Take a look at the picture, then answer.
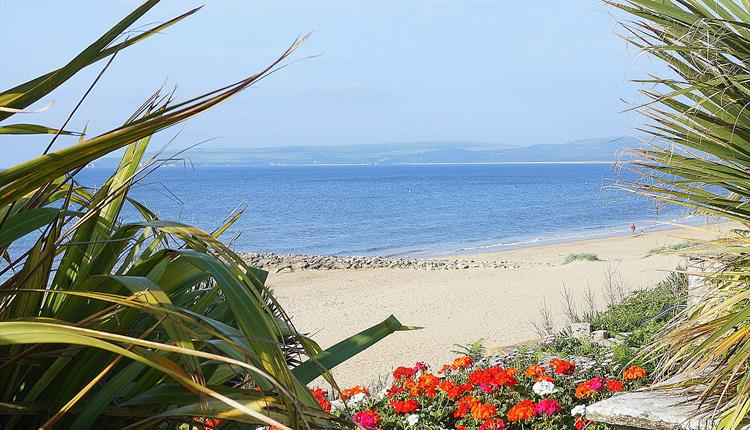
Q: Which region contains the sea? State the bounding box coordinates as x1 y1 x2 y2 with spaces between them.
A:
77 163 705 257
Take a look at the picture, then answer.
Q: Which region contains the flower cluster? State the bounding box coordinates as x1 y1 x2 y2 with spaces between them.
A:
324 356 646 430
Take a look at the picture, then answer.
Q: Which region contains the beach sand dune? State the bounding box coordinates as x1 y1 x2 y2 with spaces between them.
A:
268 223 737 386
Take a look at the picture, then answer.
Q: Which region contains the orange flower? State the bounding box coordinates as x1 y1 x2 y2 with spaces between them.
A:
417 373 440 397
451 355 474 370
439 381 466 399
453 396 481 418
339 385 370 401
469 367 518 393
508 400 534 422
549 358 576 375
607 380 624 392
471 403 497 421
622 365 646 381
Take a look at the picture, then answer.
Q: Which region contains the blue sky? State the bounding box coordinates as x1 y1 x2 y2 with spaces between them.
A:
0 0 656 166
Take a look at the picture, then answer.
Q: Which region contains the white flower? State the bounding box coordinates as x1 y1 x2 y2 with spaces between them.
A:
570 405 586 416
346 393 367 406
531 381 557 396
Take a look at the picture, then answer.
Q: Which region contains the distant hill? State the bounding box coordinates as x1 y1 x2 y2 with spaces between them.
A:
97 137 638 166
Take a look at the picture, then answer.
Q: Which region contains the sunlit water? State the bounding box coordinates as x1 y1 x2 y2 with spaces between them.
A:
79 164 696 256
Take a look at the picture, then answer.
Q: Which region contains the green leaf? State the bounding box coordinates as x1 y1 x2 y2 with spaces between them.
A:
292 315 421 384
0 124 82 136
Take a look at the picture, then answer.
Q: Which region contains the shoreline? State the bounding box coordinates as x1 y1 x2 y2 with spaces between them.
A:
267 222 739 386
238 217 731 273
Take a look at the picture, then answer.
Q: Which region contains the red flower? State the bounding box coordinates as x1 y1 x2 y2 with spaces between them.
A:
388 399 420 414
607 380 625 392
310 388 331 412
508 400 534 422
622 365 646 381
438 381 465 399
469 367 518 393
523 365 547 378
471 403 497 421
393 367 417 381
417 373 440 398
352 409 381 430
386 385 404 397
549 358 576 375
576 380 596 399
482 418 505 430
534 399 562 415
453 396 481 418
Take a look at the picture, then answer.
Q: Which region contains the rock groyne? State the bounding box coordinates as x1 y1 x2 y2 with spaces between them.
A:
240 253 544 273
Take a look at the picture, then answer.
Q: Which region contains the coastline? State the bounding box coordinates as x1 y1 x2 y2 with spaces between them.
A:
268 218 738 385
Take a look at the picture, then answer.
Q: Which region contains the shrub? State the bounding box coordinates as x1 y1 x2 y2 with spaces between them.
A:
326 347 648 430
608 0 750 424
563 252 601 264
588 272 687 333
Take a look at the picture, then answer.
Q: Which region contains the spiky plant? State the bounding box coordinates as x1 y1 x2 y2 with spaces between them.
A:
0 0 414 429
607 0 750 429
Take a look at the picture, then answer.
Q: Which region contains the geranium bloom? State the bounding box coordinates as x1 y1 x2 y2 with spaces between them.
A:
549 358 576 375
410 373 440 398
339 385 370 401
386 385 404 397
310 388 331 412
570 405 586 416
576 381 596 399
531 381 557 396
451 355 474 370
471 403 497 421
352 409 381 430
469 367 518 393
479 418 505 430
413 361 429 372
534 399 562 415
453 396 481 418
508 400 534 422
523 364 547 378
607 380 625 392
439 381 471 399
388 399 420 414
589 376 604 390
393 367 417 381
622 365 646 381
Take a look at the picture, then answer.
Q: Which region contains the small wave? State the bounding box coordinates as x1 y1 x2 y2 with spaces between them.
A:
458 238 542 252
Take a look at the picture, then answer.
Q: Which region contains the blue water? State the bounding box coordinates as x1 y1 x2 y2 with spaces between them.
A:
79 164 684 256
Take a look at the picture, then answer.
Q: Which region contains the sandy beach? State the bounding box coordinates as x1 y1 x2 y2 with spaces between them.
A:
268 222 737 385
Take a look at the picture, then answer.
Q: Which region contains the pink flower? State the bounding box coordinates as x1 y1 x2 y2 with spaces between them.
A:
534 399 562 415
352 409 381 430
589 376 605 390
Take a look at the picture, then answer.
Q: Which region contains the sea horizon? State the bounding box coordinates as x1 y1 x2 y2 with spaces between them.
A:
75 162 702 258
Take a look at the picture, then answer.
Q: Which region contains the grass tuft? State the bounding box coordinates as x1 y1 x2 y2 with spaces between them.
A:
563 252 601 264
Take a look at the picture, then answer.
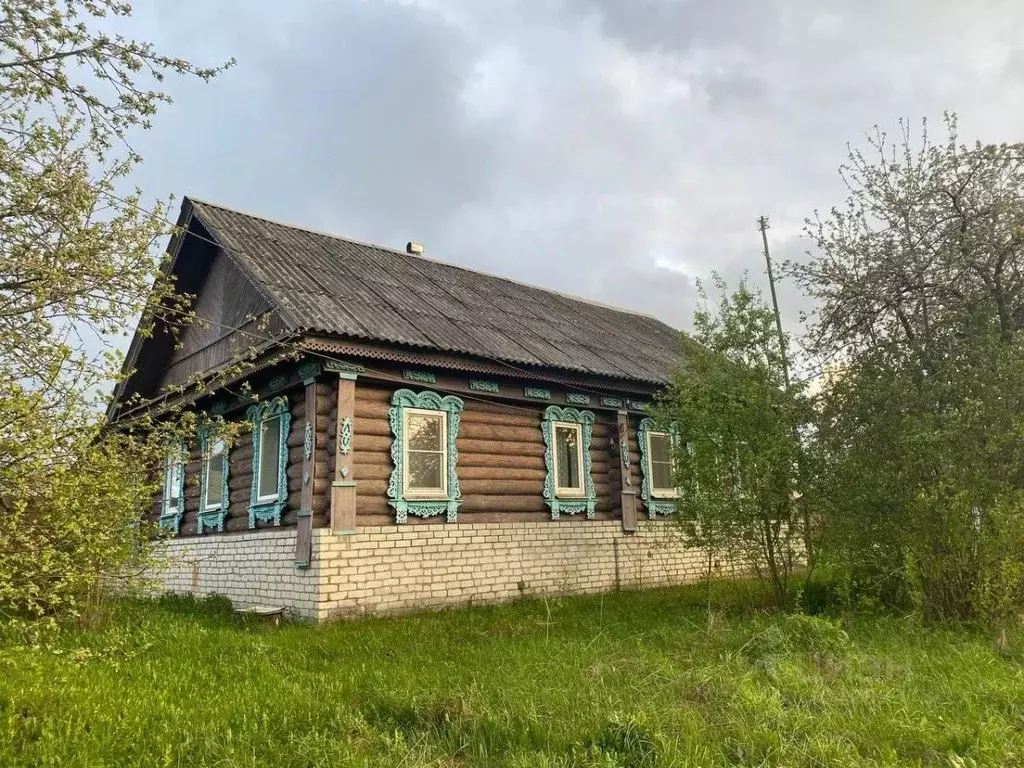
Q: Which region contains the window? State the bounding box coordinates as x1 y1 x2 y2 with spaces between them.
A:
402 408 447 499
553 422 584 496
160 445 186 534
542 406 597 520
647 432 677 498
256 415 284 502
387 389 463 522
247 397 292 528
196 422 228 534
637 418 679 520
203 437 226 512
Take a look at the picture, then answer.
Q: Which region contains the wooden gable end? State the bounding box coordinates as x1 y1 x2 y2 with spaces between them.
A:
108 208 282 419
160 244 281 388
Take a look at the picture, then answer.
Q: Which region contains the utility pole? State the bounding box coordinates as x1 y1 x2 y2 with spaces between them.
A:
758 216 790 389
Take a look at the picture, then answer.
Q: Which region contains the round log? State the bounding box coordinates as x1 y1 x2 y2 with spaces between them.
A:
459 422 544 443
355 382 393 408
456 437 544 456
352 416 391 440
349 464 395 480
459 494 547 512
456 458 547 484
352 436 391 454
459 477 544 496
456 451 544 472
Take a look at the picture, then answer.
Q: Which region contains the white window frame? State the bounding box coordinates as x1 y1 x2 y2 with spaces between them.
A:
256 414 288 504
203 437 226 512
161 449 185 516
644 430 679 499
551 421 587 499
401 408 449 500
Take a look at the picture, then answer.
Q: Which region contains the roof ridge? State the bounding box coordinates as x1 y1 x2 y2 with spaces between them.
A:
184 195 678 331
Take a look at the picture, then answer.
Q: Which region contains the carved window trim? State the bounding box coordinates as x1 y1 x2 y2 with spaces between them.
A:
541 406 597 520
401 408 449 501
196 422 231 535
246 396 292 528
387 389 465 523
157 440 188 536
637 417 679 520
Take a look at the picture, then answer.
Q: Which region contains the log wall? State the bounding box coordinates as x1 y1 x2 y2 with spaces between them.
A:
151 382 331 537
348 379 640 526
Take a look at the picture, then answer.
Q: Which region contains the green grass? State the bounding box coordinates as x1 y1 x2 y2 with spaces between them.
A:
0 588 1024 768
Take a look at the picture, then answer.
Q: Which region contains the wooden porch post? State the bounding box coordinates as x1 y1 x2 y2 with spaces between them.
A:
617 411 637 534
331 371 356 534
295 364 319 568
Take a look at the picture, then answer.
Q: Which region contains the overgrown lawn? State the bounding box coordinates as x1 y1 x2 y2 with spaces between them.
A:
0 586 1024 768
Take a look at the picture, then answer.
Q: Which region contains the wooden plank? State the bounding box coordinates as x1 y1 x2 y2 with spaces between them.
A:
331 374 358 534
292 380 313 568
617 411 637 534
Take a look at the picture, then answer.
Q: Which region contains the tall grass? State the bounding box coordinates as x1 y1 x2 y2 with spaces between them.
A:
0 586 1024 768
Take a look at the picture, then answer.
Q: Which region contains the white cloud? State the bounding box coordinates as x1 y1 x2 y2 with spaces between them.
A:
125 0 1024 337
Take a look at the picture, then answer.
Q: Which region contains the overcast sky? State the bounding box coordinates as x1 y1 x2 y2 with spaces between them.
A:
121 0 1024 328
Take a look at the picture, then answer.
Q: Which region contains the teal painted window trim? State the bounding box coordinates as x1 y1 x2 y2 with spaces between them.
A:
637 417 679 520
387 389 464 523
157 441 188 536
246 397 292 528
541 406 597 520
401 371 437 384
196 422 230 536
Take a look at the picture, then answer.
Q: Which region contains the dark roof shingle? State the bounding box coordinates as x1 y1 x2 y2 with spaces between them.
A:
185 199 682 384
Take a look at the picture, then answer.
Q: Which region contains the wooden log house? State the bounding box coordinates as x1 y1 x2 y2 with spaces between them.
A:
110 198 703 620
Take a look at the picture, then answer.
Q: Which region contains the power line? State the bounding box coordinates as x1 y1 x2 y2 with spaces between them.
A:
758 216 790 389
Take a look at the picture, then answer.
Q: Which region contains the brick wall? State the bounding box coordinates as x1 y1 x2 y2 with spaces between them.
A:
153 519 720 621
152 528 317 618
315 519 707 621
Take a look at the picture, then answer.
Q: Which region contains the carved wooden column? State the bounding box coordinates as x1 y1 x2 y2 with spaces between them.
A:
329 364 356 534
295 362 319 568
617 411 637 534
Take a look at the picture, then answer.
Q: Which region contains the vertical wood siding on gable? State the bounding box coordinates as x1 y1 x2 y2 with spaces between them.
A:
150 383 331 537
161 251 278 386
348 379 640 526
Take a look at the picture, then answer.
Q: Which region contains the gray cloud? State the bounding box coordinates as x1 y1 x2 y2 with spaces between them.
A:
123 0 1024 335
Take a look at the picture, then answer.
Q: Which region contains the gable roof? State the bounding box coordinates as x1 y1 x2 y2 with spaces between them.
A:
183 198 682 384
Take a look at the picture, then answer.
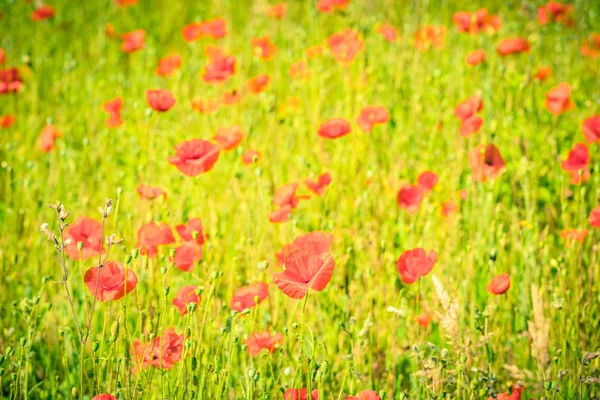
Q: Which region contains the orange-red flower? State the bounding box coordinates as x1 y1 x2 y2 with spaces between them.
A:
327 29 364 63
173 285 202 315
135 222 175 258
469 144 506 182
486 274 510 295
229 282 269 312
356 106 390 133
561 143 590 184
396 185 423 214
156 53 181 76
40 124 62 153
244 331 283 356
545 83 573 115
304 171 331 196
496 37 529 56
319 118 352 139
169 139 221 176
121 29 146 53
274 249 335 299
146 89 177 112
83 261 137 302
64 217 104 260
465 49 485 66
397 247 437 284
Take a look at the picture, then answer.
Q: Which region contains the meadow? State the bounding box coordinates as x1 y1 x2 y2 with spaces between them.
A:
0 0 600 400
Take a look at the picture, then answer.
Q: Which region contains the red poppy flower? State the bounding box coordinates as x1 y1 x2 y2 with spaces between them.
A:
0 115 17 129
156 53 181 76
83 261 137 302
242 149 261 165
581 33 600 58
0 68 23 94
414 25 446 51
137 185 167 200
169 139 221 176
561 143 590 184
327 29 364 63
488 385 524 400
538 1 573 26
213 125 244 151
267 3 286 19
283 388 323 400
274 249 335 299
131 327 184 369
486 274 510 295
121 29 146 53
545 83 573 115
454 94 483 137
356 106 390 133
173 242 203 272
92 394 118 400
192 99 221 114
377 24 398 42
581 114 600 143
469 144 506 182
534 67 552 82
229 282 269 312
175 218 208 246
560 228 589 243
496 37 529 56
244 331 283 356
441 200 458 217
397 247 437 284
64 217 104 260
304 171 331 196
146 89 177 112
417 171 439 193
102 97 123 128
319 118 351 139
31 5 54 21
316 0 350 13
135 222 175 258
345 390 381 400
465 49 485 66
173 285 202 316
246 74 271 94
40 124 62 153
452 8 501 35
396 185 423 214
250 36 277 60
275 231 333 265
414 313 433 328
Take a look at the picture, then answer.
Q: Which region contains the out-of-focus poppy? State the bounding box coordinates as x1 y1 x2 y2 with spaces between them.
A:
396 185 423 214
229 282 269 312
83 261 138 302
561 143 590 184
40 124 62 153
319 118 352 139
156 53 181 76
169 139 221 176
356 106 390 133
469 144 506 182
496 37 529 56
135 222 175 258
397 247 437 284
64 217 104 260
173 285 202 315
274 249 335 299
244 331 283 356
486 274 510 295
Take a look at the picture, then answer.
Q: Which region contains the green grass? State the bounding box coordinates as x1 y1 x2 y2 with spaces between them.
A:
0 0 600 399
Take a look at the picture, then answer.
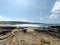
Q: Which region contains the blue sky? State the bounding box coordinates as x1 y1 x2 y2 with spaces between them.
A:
******************************
* Task to complete *
Copy the data from its start through the line containing "268 223 737 386", both ends included, with the requests, and add 13 to every bounding box coordinate in the answers. Leave the pictures out.

* Correct output *
Take a look at the picture, then answer.
Q: Which region contains the sea? State the bounding box coordinates as x1 y1 x2 y2 with spaces between them.
A:
90 176 718 270
Take a look at the picture, then answer.
Q: Which region contains the flower cluster? State the bounding box coordinates as x1 y1 x2 y2 with spaces between them.
A:
337 369 659 443
Take a look at the picture, then answer.
Q: Which region contains the beach sand dune? State the bounding box coordinates as x1 y1 x2 y2 with spaces between them.
A:
281 236 750 399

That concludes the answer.